TEXT SEGMENT:
──────────

Please take a look at the frequently asked hospice questions and answers provided below. If you have further questions that are not listed here please feel free to get in touch with us directly using our contact form.
Q: The patient and/or family is unable to accept that he or she is dying. Are they appropriate for hospice?
A: Yes – Many hospice patients/families are not able to accept the impending death. The hospice team attempts to help the patient/family change the focus of their hopes and move closer to acceptance.
Q: Who makes the decision for a patient to enter hospice care?
A: It is always the decision of the patient to enter a hospice program. The patient’s family and doctors are involved in the decision, but ultimately the choice rests with the patient.
Q: When is the decision to enter hospice care made?

──────────

INFORMATION SHOWN:
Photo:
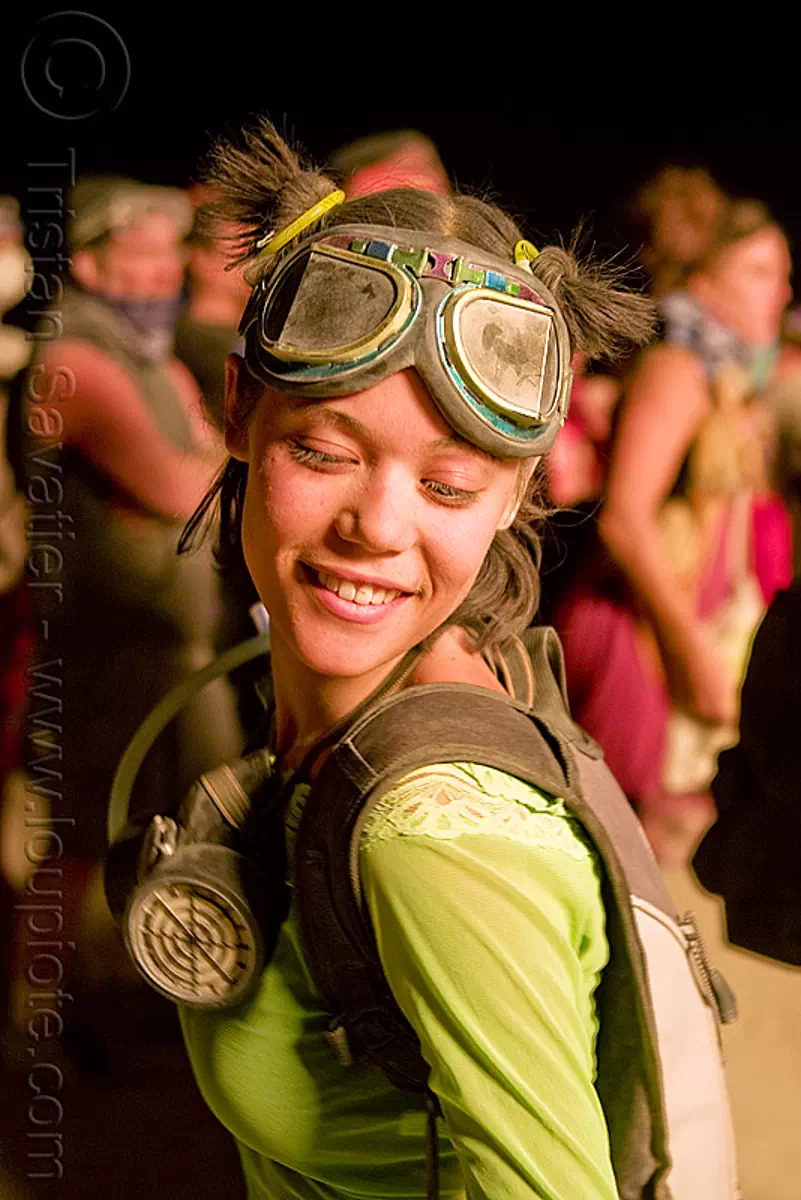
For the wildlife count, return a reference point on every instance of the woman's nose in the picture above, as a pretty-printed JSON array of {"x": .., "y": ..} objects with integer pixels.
[{"x": 380, "y": 516}]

──────────

EXPLORE THE MATERIAL:
[1] In the hospice FAQ, who ultimately makes the choice to enter a hospice program?
[2] Decide whether each statement agrees with the hospice FAQ. Answer yes or no and quote the deciding words.
(a) The hospice team tries to help patients and families move closer to acceptance.
(b) A patient whose family cannot accept the coming death is not appropriate for hospice.
(c) The patient's doctors have the final say on entering hospice care.
[3] From the hospice FAQ, extract the words between "A: Yes – Many" and "hospice care made?", inclusive.

YOUR WRITTEN ANSWERS:
[1] The patient.

[2]
(a) Yes: "The hospice team attempts to help the patient/family change the focus of their hopes and move closer to acceptance."
(b) No: "Yes – Many hospice patients/families are not able to accept the impending death."
(c) No: "The patient’s family and doctors are involved in the decision, but ultimately the choice rests with the patient."

[3]
A: Yes – Many hospice patients/families are not able to accept the impending death. The hospice team attempts to help the patient/family change the focus of their hopes and move closer to acceptance.
Q: Who makes the decision for a patient to enter hospice care?
A: It is always the decision of the patient to enter a hospice program. The patient’s family and doctors are involved in the decision, but ultimately the choice rests with the patient.
Q: When is the decision to enter hospice care made?